Return, verbatim and in full, the records that follow, but not their pictures.

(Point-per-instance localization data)
-*-

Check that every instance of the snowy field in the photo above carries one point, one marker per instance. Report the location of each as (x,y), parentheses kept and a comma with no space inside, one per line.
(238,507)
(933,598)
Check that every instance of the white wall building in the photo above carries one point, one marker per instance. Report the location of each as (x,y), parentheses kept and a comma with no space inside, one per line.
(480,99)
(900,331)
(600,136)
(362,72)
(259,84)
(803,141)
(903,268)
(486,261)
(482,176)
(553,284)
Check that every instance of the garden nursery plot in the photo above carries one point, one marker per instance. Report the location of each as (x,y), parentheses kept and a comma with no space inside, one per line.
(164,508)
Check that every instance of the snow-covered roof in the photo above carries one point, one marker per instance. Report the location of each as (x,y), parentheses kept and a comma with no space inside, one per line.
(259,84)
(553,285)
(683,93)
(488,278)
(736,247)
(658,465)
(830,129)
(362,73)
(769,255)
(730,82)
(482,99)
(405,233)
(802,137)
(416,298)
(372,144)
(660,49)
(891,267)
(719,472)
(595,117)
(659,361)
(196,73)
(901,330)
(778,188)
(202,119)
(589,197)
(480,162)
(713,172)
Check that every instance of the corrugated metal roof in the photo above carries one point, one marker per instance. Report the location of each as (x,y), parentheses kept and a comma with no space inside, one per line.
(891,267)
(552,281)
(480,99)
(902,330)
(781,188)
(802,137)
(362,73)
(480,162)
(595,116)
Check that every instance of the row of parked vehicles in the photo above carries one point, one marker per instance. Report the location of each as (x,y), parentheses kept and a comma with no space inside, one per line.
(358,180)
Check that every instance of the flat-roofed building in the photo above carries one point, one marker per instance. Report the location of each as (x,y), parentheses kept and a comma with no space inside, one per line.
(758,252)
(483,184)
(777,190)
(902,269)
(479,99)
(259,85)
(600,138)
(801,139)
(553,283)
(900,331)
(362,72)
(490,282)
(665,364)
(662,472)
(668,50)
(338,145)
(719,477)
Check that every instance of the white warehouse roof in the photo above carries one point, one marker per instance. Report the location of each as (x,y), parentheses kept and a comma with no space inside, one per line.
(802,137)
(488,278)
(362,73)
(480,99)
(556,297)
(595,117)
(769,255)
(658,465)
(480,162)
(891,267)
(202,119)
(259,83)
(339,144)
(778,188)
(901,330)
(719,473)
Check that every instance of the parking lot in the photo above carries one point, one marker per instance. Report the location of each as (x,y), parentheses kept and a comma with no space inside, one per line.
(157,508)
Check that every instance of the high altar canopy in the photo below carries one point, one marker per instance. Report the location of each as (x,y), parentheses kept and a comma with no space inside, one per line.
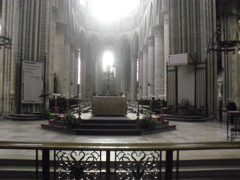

-*-

**Completed exercise:**
Check that every instance of the snowy field in the photo above carries one point, one marker per instance. Report the location of each as (x,y), parentheses kept and a comma with no space inside, one per line.
(238,507)
(933,598)
Check that every instance of the white wall building in the photo above carries one point, one marker per instance. Report the location of each as (x,y), parentheses kept and a comma with no space inside, one per line.
(480,99)
(900,331)
(600,136)
(362,72)
(259,84)
(803,141)
(903,268)
(486,261)
(482,176)
(553,284)
Check that every instance of the garden nursery plot in the photo above carries one point, one marker per instance. Report the location of each as (x,y), parentheses kept and a comma with no space inside, one per line.
(164,508)
Check that every instance of the snow-covered roof in the photo above carries one point, one marker per instance. Report the location of each as (x,y), parentheses kept and a comma with no space inside, one per line.
(259,84)
(553,285)
(683,93)
(488,278)
(736,247)
(658,465)
(830,129)
(362,73)
(769,255)
(730,82)
(482,99)
(405,233)
(802,137)
(416,298)
(372,144)
(660,49)
(891,267)
(719,472)
(595,117)
(659,361)
(196,73)
(901,330)
(778,188)
(202,119)
(589,197)
(480,162)
(713,172)
Check that every instance of the corrugated metal roof in the photo above carries one point, one marker per instance. Report the location of each as (x,y), parentheses kept and a comma with no space inside, one per line.
(891,267)
(552,281)
(480,99)
(902,330)
(781,188)
(802,137)
(362,73)
(480,162)
(595,116)
Check that every instance of the row of parked vehicles in the photo above carries one point, one marker per instance. Report the location of each as (x,y), parentheses kept and a comma with no space inside, one per line.
(358,180)
Check that every instance of the flat-roofed building in the photo above carries one point, one marker per instance. Report the location of each as (x,y), parentheses kept and a comma with no space inside, one per line.
(758,252)
(483,184)
(777,190)
(902,269)
(479,99)
(259,85)
(600,138)
(801,139)
(553,283)
(900,331)
(362,72)
(490,282)
(665,364)
(662,472)
(668,50)
(338,145)
(719,477)
Check that every instance of the white warehouse roof in the photo above carries one point, one marker per instance. Report the location of each as (x,y), parentheses kept and a comma with no space inside, one per line.
(802,137)
(488,278)
(362,73)
(480,99)
(556,297)
(595,117)
(769,255)
(658,465)
(480,162)
(891,267)
(202,119)
(259,83)
(339,144)
(778,188)
(901,330)
(719,473)
Check that every instance of the parking lot in the photo above carries one point, one marker per instance. Report the location of each as (x,y), parentheses kept and a comma with no space inside, one per line.
(157,508)
Check that every instance of the high altar canopy in the photo below carries one point, one marker per instance. Report the location of each as (x,y), parentheses kept and a comma with no space inside, one per line.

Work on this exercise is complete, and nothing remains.